What the exercise asks: In the blog entries below about the Nonpareil printer simulation, what turned out to be the default step_increment in the adjustments used by the GtkScrolledWindow and GtkLayout?

Older blog entries for brouhaha (starting at number 82)

14 Jun 2005 (updated 14 Jun 2005 at 08:35 UTC) »
More Nonpareil printer work, especially on the GUI

There's some bug that prevents the printer simulation from working on my Fujitsu Lifebook subnotebook (800 MHz Crusoe processsor), but I haven't yet had a chance to try to debug it. It works fine on my other machines, aside from the problem I noted yesterday with use of the Paper Advance button when the calculator is in program mode.

I added the double-size mode, selectable by a menu item. Internally there's an integer for the scale, so it could have values greater than 2, but right now the UI only allows toggling between 1 and 2.

I can't decide whether to use radio buttons for the printer mode (NORM/TRACE/MAN), or a menu with radio items. I've got both in the code now, with defines to select at compile time. For radio buttons, I think I prefer the three radio buttons arranged vertically, with the Print and Paper Advance buttons arranged vertically to the right of the radio button group. Anyhow, if buttons are used (even just for Print and Paper Advance), some effort needs to be put into making the layout aesthetically pleasing.

The arrows on the scroll bars on the printer output menu weren't working, though dragging the ``thumb'' or clicking in the paging regions (between the thumb and arrows) worked fine. It turns out that the default step_increment in the adjustments used by the GtkScrolledWindow and GtkLayout are zero! I would have expected them to be one (pixel), though that wouldn't have been much better. Anyhow, I'd never dealt with GtkAdjustments before, but they're fairly simple. I set the horizontal and vertical step_increments to the size of one character. Now that I think about it, they really need to be the size of a scaled character, and updated if the scale changes.

And once I did that, I realized that the GtkAdjustment was the key to making the printer output window automatically scroll as new output is added. I wanted that to happen only if the window was already scrolled to the end, so that if the user manually scrolls to some other part of the output, newly generated output doesn't keep jumping it to the end. At the beginning of gui_printer_update(), I do something like this:

  bool was_at_end = ((p->v_adjustment->value + p->v_adjustment->page_size) >=
		     p->v_adjustment->upper);

Then at the end, I do:

  if (was_at_end)
      gtk_adjustment_set_value (p->v_adjustment,
				p->v_adjustment->upper - p->v_adjustment->page_size);

It seems to work quite well. It would be nice to have examples like this in the GTK+ API documentation or the tutorial.

P.S. To anyone with a lot of GTK+ experience this stuff probably seems blindingly obvious, but GUIs aren't really my area of expertise (despite having hacked Macintosh code since late 1984). In the Nonpareil project, my main interest is the guts of the simulation, and the reverse-engineering aspects (figuring out the internals of the old HP calculators). I'm doing the GTK+ work because I didn't think I could find anyone else willing to do it for me, but it's turned out to be quite fun. And maybe GTK+ expertise is a marketable skill. I wonder what percentage of GTK+-based development is done in C, vs. C++? I normally avoid C++, which is exactly why I chose GTK+ over Qt or WxWidgets.

82143A printer working in Nonpareil!

It's not ready for release yet, but I basically have the 82143A printer simulation in Nonpareil working now! You can see the result of PRA, PRP, and PRSTK in this screenshot.

There's not yet any way to save or copy the printer output, nor to change the printer mode (MAN/TRACE/NORM) or press the printer ADV or PRINT buttons. I also want to add a double-size view.

(Dataset records on where objects are located)

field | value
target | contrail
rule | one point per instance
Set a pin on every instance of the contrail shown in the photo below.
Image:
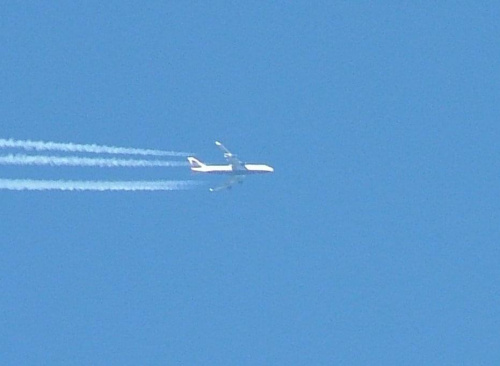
(61, 185)
(87, 148)
(84, 162)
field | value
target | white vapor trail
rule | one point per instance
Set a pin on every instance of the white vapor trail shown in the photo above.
(87, 148)
(84, 162)
(61, 185)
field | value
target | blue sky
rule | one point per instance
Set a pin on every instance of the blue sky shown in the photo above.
(374, 242)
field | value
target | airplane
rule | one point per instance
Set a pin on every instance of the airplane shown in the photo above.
(236, 169)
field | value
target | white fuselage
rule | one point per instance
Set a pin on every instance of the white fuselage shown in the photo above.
(228, 169)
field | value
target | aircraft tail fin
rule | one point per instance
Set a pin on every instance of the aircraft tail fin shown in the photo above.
(195, 163)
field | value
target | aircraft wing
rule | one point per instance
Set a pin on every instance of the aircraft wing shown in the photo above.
(234, 179)
(231, 158)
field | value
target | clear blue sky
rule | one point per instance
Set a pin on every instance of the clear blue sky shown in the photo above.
(376, 241)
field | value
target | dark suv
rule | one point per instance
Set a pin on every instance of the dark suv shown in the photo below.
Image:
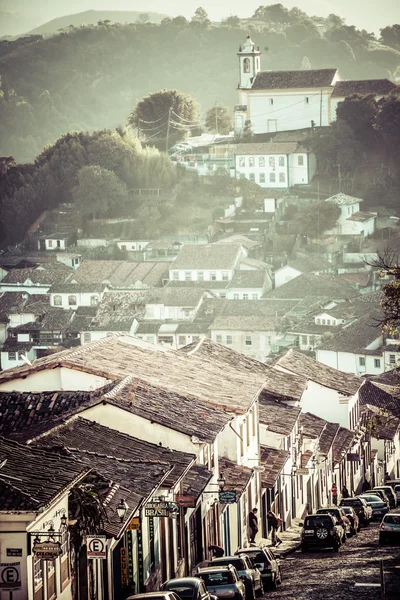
(361, 508)
(320, 531)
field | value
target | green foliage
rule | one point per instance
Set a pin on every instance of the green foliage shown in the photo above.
(219, 119)
(168, 112)
(316, 218)
(98, 190)
(89, 77)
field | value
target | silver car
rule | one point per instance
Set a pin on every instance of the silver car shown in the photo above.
(389, 528)
(223, 582)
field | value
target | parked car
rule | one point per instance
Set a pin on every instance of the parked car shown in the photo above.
(389, 528)
(379, 507)
(320, 531)
(267, 563)
(223, 582)
(364, 512)
(353, 518)
(155, 596)
(381, 494)
(188, 588)
(342, 521)
(397, 492)
(250, 575)
(390, 493)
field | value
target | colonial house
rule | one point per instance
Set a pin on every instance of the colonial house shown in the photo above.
(284, 100)
(351, 221)
(273, 165)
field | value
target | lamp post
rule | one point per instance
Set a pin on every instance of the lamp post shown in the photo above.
(122, 508)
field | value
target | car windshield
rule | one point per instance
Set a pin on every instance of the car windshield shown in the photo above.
(218, 578)
(182, 591)
(317, 522)
(394, 519)
(235, 562)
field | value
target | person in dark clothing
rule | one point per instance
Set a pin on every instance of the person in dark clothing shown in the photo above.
(345, 492)
(253, 525)
(274, 522)
(217, 551)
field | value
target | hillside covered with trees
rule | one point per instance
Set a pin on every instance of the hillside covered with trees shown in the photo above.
(88, 78)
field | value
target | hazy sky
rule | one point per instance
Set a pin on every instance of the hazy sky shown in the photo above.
(366, 14)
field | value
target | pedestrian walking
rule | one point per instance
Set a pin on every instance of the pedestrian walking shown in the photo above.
(345, 492)
(253, 525)
(274, 522)
(334, 492)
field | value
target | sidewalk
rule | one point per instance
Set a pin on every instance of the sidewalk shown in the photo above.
(290, 540)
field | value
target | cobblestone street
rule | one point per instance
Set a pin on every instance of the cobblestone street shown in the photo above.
(326, 575)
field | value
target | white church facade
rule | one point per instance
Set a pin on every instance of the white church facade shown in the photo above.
(288, 100)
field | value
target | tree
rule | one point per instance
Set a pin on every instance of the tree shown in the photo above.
(164, 113)
(219, 120)
(98, 190)
(316, 218)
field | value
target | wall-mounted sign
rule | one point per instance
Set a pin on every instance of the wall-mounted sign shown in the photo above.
(185, 501)
(14, 551)
(227, 497)
(353, 457)
(134, 524)
(47, 550)
(96, 546)
(10, 577)
(302, 471)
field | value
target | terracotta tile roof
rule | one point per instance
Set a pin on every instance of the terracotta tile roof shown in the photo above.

Result below: It was zero.